Shift every coordinate in the answers below by adding 84 to each number, and write out all the lines again, requests included. Leave the pictures out of your answer.

(Records of labeled points)
☆ ☆ ☆ ☆

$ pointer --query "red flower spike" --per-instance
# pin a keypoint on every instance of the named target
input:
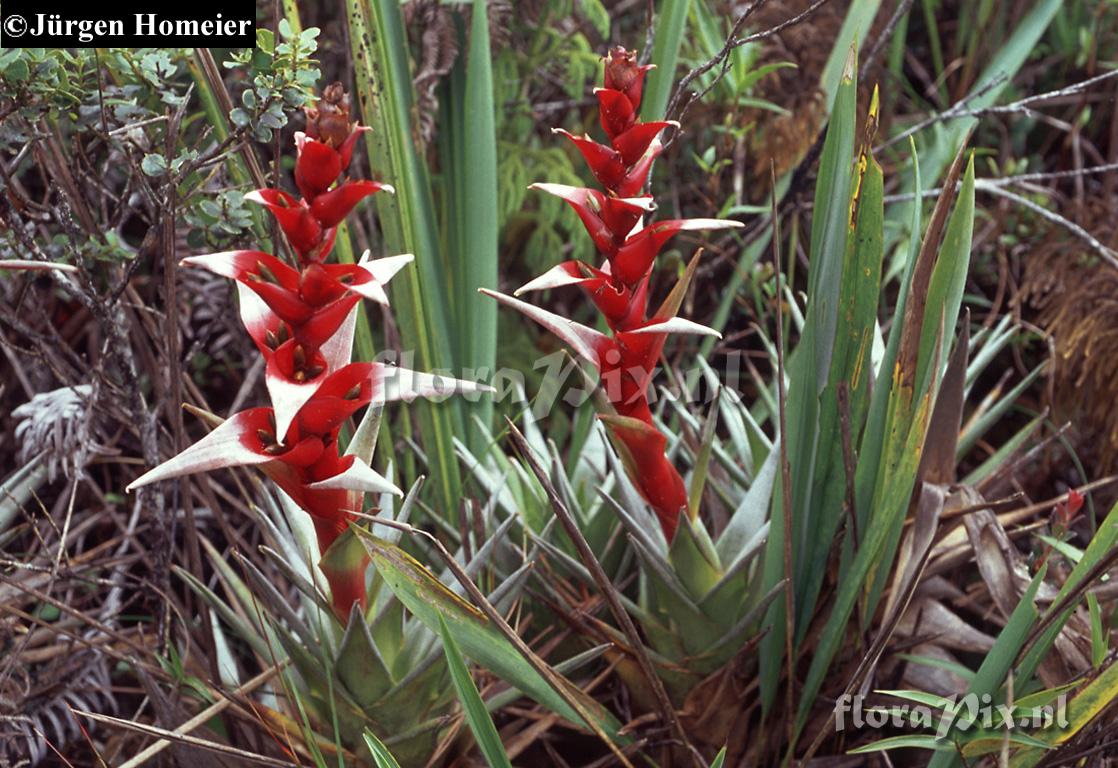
(316, 167)
(635, 142)
(303, 230)
(623, 306)
(330, 208)
(619, 287)
(604, 162)
(636, 178)
(623, 73)
(615, 111)
(634, 258)
(655, 477)
(303, 322)
(607, 219)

☆ ☆ ☆ ☆

• [The reply]
$ pointer --query "red flower spike" --per-instance
# pin a keypoint on every instance of the named target
input:
(400, 251)
(719, 226)
(387, 314)
(707, 390)
(414, 292)
(703, 371)
(688, 246)
(720, 262)
(707, 157)
(699, 195)
(718, 342)
(739, 561)
(387, 406)
(691, 303)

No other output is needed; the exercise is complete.